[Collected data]
::::

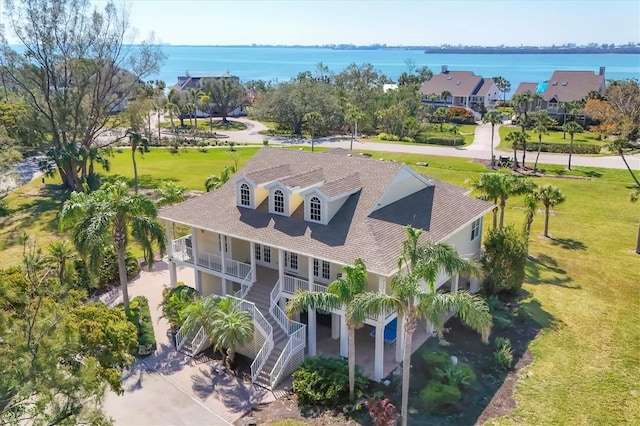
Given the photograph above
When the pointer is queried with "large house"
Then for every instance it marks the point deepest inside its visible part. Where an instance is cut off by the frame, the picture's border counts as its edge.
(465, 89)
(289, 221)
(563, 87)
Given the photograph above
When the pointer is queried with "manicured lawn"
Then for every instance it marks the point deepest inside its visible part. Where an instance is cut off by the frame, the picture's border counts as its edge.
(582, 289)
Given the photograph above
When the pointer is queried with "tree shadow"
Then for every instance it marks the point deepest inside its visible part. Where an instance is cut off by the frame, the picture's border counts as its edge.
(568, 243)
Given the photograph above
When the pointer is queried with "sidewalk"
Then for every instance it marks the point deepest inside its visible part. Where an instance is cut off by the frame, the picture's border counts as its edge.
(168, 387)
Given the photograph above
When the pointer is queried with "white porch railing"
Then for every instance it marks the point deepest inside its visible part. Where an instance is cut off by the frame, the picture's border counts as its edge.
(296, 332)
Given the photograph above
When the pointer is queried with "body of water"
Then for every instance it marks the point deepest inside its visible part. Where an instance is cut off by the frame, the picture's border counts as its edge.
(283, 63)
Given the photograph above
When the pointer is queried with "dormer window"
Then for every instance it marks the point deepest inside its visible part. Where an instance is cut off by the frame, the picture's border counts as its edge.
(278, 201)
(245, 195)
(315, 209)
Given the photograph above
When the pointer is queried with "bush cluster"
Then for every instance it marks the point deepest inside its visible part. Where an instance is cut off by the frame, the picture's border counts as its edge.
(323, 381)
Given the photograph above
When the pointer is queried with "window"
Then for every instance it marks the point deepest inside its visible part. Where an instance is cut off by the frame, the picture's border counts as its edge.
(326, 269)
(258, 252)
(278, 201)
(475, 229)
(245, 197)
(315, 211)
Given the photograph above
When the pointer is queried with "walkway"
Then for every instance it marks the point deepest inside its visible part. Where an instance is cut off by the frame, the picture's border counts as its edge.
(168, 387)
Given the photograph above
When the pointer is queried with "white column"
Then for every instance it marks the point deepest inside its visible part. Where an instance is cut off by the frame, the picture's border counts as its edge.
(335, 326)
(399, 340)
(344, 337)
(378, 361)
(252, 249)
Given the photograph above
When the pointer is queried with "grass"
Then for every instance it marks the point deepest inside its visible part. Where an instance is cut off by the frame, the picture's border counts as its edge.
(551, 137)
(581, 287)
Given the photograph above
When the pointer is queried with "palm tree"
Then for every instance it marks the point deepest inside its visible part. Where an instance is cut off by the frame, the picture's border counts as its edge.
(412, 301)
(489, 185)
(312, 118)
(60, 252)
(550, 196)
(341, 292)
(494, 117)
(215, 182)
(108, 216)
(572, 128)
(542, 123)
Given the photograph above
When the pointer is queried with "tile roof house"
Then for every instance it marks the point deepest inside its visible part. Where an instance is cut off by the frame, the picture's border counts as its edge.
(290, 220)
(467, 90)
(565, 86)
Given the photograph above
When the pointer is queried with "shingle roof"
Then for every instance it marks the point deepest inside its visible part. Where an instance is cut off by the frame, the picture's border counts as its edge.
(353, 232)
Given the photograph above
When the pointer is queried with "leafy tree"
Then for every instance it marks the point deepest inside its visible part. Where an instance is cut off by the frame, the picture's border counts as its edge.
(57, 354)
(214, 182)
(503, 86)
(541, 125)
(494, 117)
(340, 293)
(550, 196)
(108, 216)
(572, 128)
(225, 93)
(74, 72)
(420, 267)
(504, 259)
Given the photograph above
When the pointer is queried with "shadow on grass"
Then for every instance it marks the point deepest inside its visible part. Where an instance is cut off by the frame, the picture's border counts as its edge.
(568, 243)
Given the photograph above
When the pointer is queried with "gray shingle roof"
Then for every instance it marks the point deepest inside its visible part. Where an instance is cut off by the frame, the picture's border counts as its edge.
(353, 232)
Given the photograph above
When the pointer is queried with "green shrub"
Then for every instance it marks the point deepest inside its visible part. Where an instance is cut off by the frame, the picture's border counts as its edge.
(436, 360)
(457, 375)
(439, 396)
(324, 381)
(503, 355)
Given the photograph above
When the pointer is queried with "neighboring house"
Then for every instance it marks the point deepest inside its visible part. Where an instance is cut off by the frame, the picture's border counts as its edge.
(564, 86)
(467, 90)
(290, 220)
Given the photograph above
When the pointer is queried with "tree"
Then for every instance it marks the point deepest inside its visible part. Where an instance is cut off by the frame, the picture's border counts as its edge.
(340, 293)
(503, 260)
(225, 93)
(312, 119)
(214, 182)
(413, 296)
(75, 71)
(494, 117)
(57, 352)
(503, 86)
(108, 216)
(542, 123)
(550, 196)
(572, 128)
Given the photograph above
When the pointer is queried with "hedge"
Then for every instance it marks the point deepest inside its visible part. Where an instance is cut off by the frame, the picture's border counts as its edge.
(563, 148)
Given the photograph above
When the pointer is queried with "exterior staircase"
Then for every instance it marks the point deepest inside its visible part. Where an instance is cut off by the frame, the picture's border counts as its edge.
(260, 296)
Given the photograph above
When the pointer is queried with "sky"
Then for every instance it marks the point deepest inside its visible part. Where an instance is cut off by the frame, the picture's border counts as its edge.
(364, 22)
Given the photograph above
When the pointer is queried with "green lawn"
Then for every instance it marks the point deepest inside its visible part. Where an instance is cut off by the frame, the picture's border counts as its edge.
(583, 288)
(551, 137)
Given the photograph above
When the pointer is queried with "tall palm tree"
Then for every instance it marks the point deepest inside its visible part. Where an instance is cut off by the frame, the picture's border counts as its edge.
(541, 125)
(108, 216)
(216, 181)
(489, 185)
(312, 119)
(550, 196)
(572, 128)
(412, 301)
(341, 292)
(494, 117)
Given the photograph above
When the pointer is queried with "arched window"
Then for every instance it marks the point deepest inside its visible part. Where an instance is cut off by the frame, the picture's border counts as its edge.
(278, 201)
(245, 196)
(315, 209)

::::

» Required task: Set each line of the records down exactly, leaving every picture out.

» Written response:
Given the photograph above
When the pointer is queried with "large house"
Then for every instance it marks the point deepest inside its visible part. Where an instance is cut off by the frame, the picture's border counts as its edge.
(465, 89)
(289, 221)
(563, 87)
Given the photograph above
When the pointer is queried with "manicured lawn"
Then for every instance it marks the point deepest inside its visible part. Where an instance is cut off by the frame, the picture's border counts as its edge.
(582, 289)
Given the photograph above
When the pointer is queried with "tree shadow"
Then for every instance it marks the point deepest inside its visible part. Where an instance is cut off by the frame, the picture's border counts as its edge.
(568, 243)
Given the photograph above
When the pointer is queried with "sidewalk"
Then for every instance it marks the point deepest inside its visible part. Where an instance is cut off by the frame, the picture's border counts as its edge.
(168, 387)
Given the photograph above
When the pointer is queried with "white porch railing"
Then for every instance it marks the point deepest inside its visible part. Where an instance is cut off by the frame, the picture's border counts as its edge.
(296, 332)
Given the photograph above
When the pointer is queried with "body of water"
Then for every instance it marks the point deepest inside its visible part. Where an instance is cut off by the frame, the picture's border counts as its edge.
(283, 63)
Given the photograph above
When the pointer is queried with "dormer window"
Then for every instance it marks the point deepest inside its visible part. Where an instance is cut off by the frame, the picture's border counts as its edge.
(278, 201)
(245, 195)
(315, 209)
Given the photograph above
When the pointer is queried with "bush cluster"
Then for every instance it marks the point deepest inside its visible part. Where an instance is cut off by the frame, the picture's border counts as its edge.
(323, 381)
Given the photograph above
When the pointer is queried with "window"
Then for every instance it marks the point deepest inside its visible part. Where an instance is cut off by the frame, the picture's border counts as its edge.
(326, 269)
(258, 252)
(278, 201)
(475, 229)
(245, 197)
(315, 211)
Given the photograph above
When the pointer is queried with "walkway"
Then for every instance it marks the point deepest inside its visible part. Where an instance is cut off by the frame, the picture's border counts as its edge.
(168, 387)
Given the photograph above
When the pointer is queried with "white column"
Then for every instance it marks the point deepest inside its visible part. Where an instance is cut off by the frame, the picture's border counts as its edge.
(335, 326)
(399, 340)
(344, 337)
(378, 361)
(252, 249)
Given the photograph above
When the pointer is queried with "grass"
Then for every instance it marks the point deepest inside its visible part. Where an instance is cut off by the frame, the picture's border counts as its edge.
(551, 137)
(581, 287)
Given the photograph above
When the pointer is queried with "palm tree"
Then for every instance it marks the point deepest inside its visible part. Where an instance is cut off by the frame, the picture's border counts as its edge.
(412, 301)
(489, 185)
(312, 118)
(60, 252)
(550, 196)
(341, 292)
(494, 117)
(215, 182)
(108, 216)
(572, 128)
(542, 123)
Given the photograph above
When the pointer is queried with "tile roof house"
Then for every instance it marks the point deepest inside its visible part. Where an instance is cut off by the frame, the picture's border counts as its edge.
(290, 220)
(467, 90)
(565, 86)
Given the photograph above
When the pointer is queried with "shingle roof"
Then for every instance it marks the point deepest inside its visible part. Where an instance is cut off by the frame, the picture's border counts as its edge.
(353, 232)
Given the photograph above
When the pointer is queried with "leafy tree"
Then for every instance it marks the point deepest inside its visible part. Where an instance is cut off by the frame, the picture's border counts as its edge.
(57, 354)
(214, 182)
(503, 86)
(541, 125)
(494, 117)
(340, 293)
(550, 196)
(108, 216)
(572, 128)
(225, 93)
(74, 72)
(420, 267)
(504, 259)
Given the photograph above
When the pointer is queried with "shadow on grass"
Then for every instance it marks the point deepest inside its visible part. Where an instance is cut off by the frame, the picture's border counts as its edge.
(568, 243)
Given the photograph above
When the pointer is queried with "gray shingle roof"
Then for every instance it marks the point deepest inside its visible part. Where an instance is cut off by the frame, the picture's border counts as its edge.
(353, 232)
Given the photograph above
When the pointer is queried with "green shrub"
Then for every instance it marks the point deepest inside its visible part. Where an instance is cut off by the frame, the picture's border counts as its edge.
(436, 360)
(457, 375)
(439, 396)
(324, 381)
(503, 355)
Given the photograph above
When the pointer is queried with "neighboring house"
Then for every instance it marks the point deepest inside its visible part. Where an instance is cut off by the frame, the picture's border counts as its edge.
(564, 86)
(467, 90)
(290, 220)
Given the photograph above
When the pointer is queried with "tree"
Then for every instance it marks the point deepest inside its visible part. Where an instance is cut off by the frame, the picture's border counts as its edge.
(340, 293)
(503, 260)
(225, 93)
(312, 119)
(214, 182)
(413, 296)
(75, 71)
(494, 117)
(57, 352)
(503, 86)
(108, 216)
(542, 123)
(550, 196)
(572, 128)
Given the photograph above
When the pointer is queried with "hedge"
Then for every instance it marks the point deepest inside its visible part. Where an instance is cut off by the frame, the picture's border counts as its edge.
(563, 148)
Given the photograph above
When the pointer is queried with "exterior staircase"
Then for every instance it marks the point deepest inside its visible part. Where an instance is cut off by the frame, the picture's border counts as its edge.
(260, 296)
Given the photograph above
When the pointer is queried with "sky"
Then for every instance it marks the point deepest inside its visible part. Where an instance is cut off by the frame, the picture's border counts as its edge.
(364, 22)
Given the photograph above
When the pointer is queried with "green lawn"
Then for every instance it marks the point deepest inside its visible part. Where an instance is cut off by the frame, the picture's border counts as its edge.
(583, 288)
(551, 137)
Given the photograph above
When the pointer is queried with "tall palm tree"
Then for every instance it marks the point deepest inside its visible part. Where an instance is cut off by the frame, the picture's border counts as its edge.
(541, 125)
(108, 216)
(216, 181)
(489, 185)
(312, 119)
(550, 196)
(572, 128)
(412, 301)
(341, 292)
(494, 117)
Given the photograph above
When the pointer is queried with "arched window"
Then for every instance it marks the point deepest inside its visible part. Where an instance is cut off by the frame, the picture's border counts as its edge.
(278, 201)
(245, 196)
(315, 209)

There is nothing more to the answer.